Supplied material:

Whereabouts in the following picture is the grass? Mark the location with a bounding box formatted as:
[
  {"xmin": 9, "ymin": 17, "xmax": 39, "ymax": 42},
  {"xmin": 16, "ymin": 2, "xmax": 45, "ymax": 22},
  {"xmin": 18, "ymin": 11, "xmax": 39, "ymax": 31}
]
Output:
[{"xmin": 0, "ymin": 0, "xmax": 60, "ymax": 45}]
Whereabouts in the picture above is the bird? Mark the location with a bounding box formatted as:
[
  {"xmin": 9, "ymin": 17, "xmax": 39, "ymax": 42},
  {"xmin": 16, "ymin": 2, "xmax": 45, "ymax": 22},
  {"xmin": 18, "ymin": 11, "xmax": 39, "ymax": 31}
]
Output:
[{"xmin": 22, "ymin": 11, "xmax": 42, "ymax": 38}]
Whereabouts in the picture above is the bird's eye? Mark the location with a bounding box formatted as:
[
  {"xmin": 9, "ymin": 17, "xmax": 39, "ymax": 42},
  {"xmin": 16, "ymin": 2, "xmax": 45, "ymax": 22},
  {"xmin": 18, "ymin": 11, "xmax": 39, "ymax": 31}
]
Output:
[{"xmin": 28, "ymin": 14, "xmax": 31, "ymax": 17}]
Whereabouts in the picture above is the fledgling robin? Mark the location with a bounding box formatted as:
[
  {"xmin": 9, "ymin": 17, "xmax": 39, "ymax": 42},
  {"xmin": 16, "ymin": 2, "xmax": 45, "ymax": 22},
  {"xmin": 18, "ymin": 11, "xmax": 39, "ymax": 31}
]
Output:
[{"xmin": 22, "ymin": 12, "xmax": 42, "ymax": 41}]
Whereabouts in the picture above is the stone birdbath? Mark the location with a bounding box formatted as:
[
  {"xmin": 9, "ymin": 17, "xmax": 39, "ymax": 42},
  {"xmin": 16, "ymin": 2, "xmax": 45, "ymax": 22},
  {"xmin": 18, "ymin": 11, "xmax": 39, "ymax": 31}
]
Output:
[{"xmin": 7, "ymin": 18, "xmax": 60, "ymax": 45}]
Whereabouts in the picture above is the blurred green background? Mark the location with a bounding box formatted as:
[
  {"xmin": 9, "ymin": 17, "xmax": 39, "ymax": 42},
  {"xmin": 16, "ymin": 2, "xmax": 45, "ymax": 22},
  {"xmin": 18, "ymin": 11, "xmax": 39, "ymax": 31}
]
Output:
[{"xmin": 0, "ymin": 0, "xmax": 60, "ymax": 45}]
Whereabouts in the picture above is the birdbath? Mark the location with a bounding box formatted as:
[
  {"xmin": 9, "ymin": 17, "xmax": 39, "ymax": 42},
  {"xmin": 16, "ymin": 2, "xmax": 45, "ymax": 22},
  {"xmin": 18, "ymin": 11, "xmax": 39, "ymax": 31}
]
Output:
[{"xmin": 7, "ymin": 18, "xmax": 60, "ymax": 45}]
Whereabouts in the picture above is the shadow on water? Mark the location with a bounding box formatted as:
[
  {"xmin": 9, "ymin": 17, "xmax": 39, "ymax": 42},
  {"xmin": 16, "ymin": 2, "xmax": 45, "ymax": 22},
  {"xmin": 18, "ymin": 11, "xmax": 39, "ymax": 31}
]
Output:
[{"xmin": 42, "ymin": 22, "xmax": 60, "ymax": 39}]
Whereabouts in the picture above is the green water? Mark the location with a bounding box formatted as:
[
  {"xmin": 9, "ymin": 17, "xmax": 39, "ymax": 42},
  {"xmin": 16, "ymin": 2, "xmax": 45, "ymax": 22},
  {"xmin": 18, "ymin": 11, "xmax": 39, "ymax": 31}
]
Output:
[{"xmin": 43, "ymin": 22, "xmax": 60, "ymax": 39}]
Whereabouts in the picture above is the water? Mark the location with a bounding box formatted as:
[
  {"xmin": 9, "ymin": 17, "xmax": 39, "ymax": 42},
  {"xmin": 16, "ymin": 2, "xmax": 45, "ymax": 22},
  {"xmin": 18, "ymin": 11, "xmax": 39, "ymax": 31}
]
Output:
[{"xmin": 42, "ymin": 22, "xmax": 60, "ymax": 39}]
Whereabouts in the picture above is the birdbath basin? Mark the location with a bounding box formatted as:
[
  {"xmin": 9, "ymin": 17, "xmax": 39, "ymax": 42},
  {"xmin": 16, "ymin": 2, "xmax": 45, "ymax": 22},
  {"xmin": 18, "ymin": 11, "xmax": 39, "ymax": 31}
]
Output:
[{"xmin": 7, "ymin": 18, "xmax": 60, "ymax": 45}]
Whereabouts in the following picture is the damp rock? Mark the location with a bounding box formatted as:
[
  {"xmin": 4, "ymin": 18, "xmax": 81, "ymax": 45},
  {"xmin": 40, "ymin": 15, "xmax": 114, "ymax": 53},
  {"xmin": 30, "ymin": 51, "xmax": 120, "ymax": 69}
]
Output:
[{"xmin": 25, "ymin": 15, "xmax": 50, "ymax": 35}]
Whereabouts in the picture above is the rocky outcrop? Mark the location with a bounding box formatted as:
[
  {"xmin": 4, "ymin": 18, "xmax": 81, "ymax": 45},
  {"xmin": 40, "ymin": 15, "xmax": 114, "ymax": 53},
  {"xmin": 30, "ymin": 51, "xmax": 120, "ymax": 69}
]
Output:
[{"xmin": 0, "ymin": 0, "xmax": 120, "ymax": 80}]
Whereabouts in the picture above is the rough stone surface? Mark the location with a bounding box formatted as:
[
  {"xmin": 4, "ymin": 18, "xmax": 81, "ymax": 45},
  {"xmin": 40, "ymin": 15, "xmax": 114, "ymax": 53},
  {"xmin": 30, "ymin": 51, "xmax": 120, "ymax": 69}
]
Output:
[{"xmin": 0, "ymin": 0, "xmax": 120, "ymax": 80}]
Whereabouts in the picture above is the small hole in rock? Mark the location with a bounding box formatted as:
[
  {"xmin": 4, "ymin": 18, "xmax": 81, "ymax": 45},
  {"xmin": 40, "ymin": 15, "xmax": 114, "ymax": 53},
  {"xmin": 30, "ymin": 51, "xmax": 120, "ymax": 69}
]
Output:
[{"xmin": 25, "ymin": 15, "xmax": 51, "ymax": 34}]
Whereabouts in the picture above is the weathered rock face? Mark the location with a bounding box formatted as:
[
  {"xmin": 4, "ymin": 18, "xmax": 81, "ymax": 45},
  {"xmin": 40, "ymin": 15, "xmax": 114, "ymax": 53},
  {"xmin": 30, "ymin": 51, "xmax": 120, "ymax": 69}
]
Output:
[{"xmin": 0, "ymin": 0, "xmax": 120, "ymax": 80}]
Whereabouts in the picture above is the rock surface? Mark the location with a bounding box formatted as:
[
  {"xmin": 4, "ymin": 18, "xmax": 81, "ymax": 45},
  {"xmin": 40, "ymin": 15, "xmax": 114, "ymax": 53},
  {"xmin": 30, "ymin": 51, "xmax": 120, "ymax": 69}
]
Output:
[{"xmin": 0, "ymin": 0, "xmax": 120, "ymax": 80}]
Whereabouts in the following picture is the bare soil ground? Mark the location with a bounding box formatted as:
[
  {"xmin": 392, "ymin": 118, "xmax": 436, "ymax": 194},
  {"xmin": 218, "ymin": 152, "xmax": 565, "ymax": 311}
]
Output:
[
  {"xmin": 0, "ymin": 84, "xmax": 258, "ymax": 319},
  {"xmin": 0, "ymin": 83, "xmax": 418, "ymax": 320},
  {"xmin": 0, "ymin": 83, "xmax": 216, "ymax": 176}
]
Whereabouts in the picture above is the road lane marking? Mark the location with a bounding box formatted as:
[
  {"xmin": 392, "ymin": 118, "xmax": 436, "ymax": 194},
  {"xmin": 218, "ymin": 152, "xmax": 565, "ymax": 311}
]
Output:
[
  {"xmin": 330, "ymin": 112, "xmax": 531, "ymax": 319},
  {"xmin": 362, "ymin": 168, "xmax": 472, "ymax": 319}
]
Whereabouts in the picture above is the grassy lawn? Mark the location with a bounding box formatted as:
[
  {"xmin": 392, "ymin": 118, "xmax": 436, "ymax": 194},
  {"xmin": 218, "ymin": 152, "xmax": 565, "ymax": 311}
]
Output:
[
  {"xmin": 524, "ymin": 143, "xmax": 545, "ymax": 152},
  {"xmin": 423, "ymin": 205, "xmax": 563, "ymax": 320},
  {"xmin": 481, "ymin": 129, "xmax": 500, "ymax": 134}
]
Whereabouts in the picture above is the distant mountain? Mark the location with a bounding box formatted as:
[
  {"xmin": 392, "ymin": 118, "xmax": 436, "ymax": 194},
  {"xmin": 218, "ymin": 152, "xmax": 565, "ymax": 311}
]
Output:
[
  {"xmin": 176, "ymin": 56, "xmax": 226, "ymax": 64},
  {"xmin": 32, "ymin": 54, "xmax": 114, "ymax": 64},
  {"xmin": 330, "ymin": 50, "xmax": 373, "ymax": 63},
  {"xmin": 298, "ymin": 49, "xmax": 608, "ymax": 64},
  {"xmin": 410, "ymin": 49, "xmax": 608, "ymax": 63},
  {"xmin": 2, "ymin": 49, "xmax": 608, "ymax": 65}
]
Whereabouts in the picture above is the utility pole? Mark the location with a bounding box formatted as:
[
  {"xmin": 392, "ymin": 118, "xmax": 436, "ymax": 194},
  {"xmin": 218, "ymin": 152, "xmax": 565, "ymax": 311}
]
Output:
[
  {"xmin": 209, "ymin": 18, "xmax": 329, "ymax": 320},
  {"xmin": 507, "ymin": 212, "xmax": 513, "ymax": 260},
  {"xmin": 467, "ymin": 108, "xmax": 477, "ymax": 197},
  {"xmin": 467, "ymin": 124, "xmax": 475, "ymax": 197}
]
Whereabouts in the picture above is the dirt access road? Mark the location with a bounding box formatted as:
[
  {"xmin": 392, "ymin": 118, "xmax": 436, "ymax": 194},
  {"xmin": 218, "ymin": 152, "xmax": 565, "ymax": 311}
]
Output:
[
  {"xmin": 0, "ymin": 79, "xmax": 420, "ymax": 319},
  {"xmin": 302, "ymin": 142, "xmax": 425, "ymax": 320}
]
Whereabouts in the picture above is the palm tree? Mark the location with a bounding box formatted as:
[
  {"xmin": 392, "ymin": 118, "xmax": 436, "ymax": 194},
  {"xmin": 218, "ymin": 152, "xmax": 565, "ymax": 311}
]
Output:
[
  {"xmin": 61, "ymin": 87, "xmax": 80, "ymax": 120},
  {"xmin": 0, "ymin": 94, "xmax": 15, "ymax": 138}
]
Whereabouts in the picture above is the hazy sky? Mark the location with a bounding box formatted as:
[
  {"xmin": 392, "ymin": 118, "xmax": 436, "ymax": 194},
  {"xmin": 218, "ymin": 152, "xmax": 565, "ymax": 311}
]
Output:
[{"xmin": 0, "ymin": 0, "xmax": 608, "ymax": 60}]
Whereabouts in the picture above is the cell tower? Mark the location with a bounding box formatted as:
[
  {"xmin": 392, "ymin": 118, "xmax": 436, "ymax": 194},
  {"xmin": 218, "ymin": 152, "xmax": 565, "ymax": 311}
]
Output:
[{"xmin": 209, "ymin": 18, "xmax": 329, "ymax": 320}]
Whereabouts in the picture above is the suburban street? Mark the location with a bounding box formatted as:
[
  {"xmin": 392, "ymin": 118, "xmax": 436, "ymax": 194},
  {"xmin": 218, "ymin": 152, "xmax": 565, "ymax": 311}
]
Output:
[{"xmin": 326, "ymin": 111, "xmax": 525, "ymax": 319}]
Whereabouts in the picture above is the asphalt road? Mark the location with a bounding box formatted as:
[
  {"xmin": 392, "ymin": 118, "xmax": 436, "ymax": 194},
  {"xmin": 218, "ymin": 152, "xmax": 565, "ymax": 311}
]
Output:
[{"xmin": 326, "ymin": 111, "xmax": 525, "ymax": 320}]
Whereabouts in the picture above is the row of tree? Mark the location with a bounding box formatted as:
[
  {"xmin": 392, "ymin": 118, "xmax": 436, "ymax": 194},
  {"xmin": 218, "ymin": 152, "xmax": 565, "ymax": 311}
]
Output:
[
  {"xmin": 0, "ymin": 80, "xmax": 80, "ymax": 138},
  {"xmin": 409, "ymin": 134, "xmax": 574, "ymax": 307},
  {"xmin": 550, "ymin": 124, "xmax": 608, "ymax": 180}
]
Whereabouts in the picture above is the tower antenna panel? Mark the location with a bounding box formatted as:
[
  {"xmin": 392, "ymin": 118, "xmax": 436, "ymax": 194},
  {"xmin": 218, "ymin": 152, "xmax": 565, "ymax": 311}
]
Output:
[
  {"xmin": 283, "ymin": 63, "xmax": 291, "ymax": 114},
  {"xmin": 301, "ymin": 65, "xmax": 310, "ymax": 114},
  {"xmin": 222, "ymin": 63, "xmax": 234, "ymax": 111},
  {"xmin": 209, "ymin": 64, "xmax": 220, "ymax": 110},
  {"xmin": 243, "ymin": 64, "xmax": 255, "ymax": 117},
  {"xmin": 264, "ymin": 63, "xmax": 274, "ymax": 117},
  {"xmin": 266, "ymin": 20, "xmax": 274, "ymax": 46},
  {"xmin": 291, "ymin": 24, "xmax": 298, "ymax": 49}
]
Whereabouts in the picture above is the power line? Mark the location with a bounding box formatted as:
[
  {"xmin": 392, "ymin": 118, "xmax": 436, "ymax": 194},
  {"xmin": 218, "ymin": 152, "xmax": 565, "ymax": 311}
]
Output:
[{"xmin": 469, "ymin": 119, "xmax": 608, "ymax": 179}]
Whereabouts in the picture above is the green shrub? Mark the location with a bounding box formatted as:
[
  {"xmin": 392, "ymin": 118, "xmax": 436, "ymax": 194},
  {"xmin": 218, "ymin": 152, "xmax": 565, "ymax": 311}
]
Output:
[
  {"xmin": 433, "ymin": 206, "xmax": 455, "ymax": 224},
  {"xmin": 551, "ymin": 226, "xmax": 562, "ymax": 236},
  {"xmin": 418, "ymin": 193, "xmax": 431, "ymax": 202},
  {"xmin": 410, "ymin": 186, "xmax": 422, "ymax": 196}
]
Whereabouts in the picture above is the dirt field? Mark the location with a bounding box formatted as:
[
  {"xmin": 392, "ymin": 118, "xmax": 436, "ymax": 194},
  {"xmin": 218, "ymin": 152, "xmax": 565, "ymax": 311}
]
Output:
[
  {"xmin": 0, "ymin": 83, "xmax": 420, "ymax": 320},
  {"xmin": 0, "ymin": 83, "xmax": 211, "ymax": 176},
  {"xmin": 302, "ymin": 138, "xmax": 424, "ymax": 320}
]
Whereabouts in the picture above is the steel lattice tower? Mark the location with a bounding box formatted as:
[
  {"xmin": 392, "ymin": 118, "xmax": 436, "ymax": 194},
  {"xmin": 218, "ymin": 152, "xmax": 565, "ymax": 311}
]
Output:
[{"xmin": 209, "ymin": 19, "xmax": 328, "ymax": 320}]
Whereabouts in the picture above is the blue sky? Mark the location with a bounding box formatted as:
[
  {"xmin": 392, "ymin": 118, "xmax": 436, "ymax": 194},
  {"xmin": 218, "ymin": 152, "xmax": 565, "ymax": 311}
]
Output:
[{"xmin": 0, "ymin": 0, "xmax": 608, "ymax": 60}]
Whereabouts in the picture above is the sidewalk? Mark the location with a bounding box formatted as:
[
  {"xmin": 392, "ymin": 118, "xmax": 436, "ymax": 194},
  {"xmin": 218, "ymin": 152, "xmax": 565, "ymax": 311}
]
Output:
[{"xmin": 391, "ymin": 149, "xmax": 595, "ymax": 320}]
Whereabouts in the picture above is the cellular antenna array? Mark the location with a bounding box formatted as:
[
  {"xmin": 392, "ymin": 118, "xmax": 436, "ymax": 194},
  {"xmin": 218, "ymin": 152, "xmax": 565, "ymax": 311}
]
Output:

Job: Pull out every line of the listing above that contains the word "antenna".

Written reply:
Whereabouts in the picture above is the tower antenna panel? Mark the location with a bounding box formatted as:
Whereabouts in the picture above is the cellular antenna array? Mark the location with a bounding box formatted as:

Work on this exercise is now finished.